═════ RECORDS TO USE ═════

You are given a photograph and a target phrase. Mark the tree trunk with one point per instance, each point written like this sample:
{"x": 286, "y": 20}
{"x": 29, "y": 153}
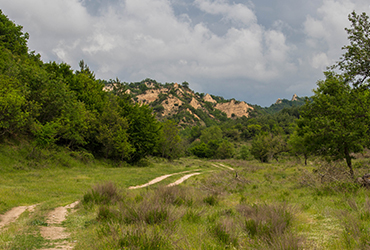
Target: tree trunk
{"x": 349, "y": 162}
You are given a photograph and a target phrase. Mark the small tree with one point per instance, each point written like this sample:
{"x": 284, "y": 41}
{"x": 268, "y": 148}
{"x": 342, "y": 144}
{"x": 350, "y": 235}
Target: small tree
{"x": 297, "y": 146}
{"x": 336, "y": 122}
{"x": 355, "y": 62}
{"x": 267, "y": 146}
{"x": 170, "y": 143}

═════
═════ RECORDS TO USE ═════

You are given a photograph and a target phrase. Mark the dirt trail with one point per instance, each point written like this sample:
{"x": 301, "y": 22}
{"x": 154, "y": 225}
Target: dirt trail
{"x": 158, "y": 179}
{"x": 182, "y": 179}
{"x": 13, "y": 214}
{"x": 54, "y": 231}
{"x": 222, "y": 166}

═════

Check every line above for the string "each" and copy those that have it.

You are given a photograph and a target phrase. Mark the tree trunk with one point per instance, each point written like this sample:
You are given a photograph and a target phrase. Mark the small tree with one point per instance, each point written like this sample:
You are given a photograph and a target phrase. Mark the dirt trail with one point per instance, each point written like this sample:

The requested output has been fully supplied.